##### Material shown
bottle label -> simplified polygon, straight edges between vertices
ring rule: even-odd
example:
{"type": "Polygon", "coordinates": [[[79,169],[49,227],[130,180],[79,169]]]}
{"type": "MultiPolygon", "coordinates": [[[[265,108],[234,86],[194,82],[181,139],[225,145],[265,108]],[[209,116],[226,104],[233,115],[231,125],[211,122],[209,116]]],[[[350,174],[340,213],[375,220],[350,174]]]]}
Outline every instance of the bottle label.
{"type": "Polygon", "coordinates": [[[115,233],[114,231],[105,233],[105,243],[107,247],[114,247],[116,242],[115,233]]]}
##########
Rescale the items above by copying every line in full, altering only the coordinates in the answers. Multiply each of those coordinates by 1.65 and round it to a whole number, with halves rounded up.

■ **Finished task**
bottle label -> simplified polygon, straight edges between vertices
ring rule: even-odd
example:
{"type": "Polygon", "coordinates": [[[79,169],[49,227],[130,180],[79,169]]]}
{"type": "MultiPolygon", "coordinates": [[[[265,108],[234,86],[194,82],[181,139],[225,145],[265,108]],[[209,116],[226,104],[233,115],[231,125],[211,122],[209,116]]],[[[350,174],[340,213],[375,220],[350,174]]]]}
Outline every instance of the bottle label.
{"type": "Polygon", "coordinates": [[[190,384],[188,381],[173,384],[173,401],[177,408],[188,408],[191,399],[190,384]]]}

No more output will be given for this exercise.